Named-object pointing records
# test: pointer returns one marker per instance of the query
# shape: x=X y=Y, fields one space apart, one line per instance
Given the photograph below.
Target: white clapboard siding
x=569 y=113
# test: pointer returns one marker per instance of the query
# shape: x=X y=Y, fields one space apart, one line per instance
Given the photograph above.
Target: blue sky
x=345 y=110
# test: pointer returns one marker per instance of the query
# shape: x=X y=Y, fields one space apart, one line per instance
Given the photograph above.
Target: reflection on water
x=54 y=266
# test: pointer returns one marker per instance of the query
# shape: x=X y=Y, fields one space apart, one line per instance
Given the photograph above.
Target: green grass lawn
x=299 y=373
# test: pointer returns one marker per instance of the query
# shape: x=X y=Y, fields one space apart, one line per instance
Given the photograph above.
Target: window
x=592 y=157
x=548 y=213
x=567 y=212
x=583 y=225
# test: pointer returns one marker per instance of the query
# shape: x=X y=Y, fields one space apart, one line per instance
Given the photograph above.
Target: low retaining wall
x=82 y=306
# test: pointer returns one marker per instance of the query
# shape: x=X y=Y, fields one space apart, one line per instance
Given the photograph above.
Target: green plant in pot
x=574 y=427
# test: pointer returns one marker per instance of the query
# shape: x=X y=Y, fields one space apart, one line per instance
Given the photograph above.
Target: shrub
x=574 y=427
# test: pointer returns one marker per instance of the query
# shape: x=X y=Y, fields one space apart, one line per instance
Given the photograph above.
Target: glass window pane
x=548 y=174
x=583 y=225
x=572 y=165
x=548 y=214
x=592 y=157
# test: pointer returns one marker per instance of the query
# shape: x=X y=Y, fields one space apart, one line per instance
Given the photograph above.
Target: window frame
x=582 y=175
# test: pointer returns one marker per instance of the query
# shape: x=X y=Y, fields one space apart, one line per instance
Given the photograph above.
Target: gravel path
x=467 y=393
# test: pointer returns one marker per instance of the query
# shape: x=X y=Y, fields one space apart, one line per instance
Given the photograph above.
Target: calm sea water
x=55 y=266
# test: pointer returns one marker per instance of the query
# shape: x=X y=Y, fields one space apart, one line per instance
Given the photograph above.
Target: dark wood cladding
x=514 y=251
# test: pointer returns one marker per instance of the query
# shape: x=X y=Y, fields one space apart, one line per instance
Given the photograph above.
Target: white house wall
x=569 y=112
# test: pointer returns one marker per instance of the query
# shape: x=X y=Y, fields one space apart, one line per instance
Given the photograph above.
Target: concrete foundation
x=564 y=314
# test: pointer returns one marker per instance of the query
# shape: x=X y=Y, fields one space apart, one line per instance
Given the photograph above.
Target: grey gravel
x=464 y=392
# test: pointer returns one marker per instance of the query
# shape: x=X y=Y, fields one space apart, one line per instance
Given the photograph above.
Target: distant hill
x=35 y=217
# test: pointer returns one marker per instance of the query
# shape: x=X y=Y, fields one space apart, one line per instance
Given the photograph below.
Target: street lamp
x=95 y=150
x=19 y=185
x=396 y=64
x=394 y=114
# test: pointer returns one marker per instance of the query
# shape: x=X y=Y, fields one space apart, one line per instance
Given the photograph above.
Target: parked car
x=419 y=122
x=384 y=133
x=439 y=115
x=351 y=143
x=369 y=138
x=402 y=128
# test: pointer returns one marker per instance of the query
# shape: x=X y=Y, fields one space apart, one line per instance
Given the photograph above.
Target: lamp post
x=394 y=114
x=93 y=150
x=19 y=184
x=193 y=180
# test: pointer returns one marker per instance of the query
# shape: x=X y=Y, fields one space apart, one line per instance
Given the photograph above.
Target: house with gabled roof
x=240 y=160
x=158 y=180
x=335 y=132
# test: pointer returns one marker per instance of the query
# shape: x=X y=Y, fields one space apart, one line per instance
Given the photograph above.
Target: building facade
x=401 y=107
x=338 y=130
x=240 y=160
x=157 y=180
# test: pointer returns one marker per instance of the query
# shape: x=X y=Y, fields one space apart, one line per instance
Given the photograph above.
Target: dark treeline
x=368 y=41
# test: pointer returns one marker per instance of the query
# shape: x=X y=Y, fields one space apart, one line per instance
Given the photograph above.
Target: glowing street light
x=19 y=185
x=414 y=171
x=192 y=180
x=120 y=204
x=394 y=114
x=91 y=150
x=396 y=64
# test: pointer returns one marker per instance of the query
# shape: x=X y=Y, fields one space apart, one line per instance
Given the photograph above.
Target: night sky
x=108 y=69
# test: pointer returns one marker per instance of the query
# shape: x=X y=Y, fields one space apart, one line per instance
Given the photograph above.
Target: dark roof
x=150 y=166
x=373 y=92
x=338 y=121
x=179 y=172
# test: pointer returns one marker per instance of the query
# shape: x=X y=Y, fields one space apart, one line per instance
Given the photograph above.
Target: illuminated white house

**Directions:** Reproduce each line of the material above precisely.

**Written answer:**
# test: pointer returns one marker per instance of the query
# shape: x=X y=Y, fields one space apart, one line per instance
Given the photograph below.
Target: white clapboard siding
x=569 y=113
# test: pointer returns one marker per instance of the query
# shape: x=X y=Y, fields one space apart, one line per instance
Given the photograph above.
Target: blue sky
x=345 y=110
# test: pointer returns one marker per instance of the query
# shape: x=X y=Y, fields one space apart, one line per instance
Given the photograph above.
Target: reflection on water
x=54 y=266
# test: pointer returns one marker per instance of the query
# shape: x=X y=Y, fields one space apart, one line per instance
Given the photograph above.
Target: green grass lawn
x=299 y=373
# test: pointer returns one marker per instance of the query
# shape: x=X y=Y, fields one space apart, one line per instance
Given the photograph above.
Target: window
x=592 y=157
x=548 y=213
x=567 y=212
x=583 y=225
# test: pointer returns one marker per instance of the query
# shape: x=X y=Y, fields one space apart, one line per instance
Given the photograph above.
Target: low retaining wall
x=82 y=306
# test: pointer returns one marker per instance of the query
# shape: x=X y=Y, fields one space apart, one line per instance
Given the photograph above.
Target: green plant in pot
x=574 y=427
# test: pointer returns one marker per instance of the query
# shape: x=X y=Y, fields one space apart, one line per instance
Given the photograph above.
Target: shrub
x=574 y=427
# test: pointer returns one marker per instance of the query
# shape: x=X y=Y, fields one space apart, one line per instance
Given the photograph above.
Target: glass window pane
x=548 y=174
x=583 y=225
x=572 y=165
x=548 y=214
x=592 y=157
# test: pointer returns one marker per instance of the query
# shape: x=X y=Y, fields one space apart, one line per instance
Given the photograph above.
Target: window frame
x=582 y=175
# test: pointer returns one marker per instance of the query
# shape: x=X y=Y, fields one space apart, one line per instance
Given the photograph above.
Target: gravel path
x=467 y=393
# test: pointer returns one marker per instance of the query
# shape: x=X y=Y, fields one space apart, one line per instance
Given the photograph above.
Target: calm sea water
x=55 y=266
# test: pointer returns one marker per instance of the query
# shape: x=X y=Y, fields one space apart, one line per instance
Given the photograph above.
Target: dark wood cladding
x=514 y=251
# test: pointer returns one marker per instance of the query
# shape: x=X y=Y, fields one space apart, one line per instance
Given the photograph above.
Target: white house wall
x=569 y=112
# test: pointer returns one marker per instance of the query
# shape: x=X y=Y, fields one space apart, one line per instance
Given the photograph above.
Target: concrete foundation
x=564 y=314
# test: pointer returns one marker per instance of the query
# shape: x=X y=Y, fields one space apart, one line per instance
Given the photograph above.
Target: grey gravel
x=464 y=392
# test: pointer returns one marker per instance of the query
# shape: x=X y=Y, fields one space apart, one line per instance
Given the photograph above.
Target: distant hill
x=35 y=217
# test: pointer returns one marker per instance of the query
# shape: x=X y=Y, fields one space apart, one line per instance
Given the photograph below.
Target: street lamp
x=95 y=150
x=19 y=185
x=396 y=64
x=394 y=114
# test: pointer returns one marker per instance of the query
# shape: x=X y=Y, fields one space apart, one line per instance
Given the photograph above.
Target: parked car
x=419 y=122
x=384 y=133
x=439 y=115
x=351 y=143
x=369 y=138
x=402 y=128
# test: pointer returns one marker per instance of the query
# shape: x=X y=Y, fields one space apart, one line per instance
Given the photograph above.
Target: lamp post
x=394 y=114
x=93 y=150
x=19 y=184
x=193 y=180
# test: pointer returns one marker per instance of the query
# shape: x=X y=Y, fields one space apart, one line per instance
Given the photograph above.
Target: house with gabled roof
x=240 y=160
x=158 y=180
x=335 y=132
# test: pointer returns one marker per instance of the query
# shape: x=X y=Y, fields one space apart, one line per instance
Given the photograph above.
Target: building facade
x=401 y=107
x=338 y=130
x=240 y=160
x=157 y=180
# test: pointer returns one marker per instance of the query
# shape: x=X y=Y, fields one space apart, one line per instance
Given the photograph above.
Target: dark treeline
x=368 y=41
# test: pointer returns one marker per instance of the query
# shape: x=X y=Y, fields one space apart, one line per instance
Given the photograph above.
Target: glowing street light
x=19 y=185
x=414 y=171
x=192 y=180
x=120 y=204
x=394 y=114
x=91 y=150
x=396 y=64
# test: pointer returns one marker per instance of the query
# shape: x=X y=Y, fields one space apart, one line per instance
Given the photograph above.
Target: night sky
x=108 y=69
# test: pointer returns one marker per instance of the query
# shape: x=X y=Y, fields one space apart, one line per instance
Given the photograph above.
Target: dark roof
x=150 y=166
x=373 y=92
x=338 y=121
x=179 y=172
# test: pointer returns one marker per instance of the query
# shape: x=X y=Y, fields one space apart, one line per instance
Given the photograph above.
Target: illuminated white house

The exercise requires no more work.